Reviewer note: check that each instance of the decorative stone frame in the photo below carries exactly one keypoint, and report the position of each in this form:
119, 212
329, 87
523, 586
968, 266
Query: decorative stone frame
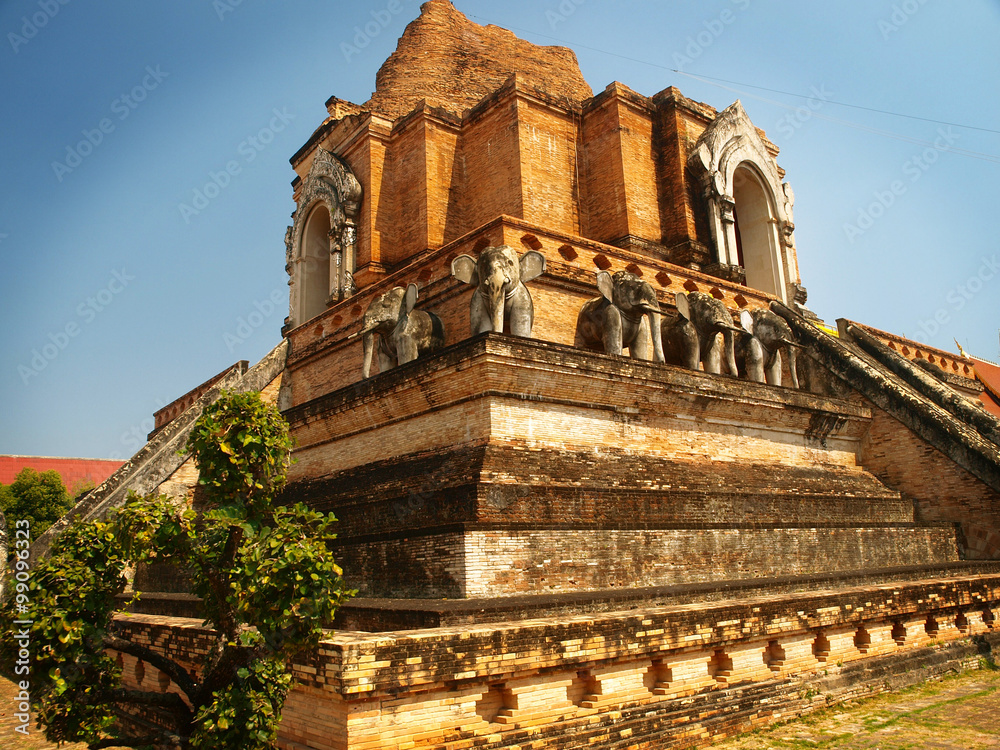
731, 143
330, 184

------------------------------------------------

● Your task
Please output the entire listing above verbatim and omit its images.

● Solution
Reviewer note: check that each instance of the decorative stone frame in the photo below carries exactly one keypoint, and report the position of each in this form:
119, 212
329, 87
523, 586
968, 266
Query: decorative stone frame
731, 143
330, 184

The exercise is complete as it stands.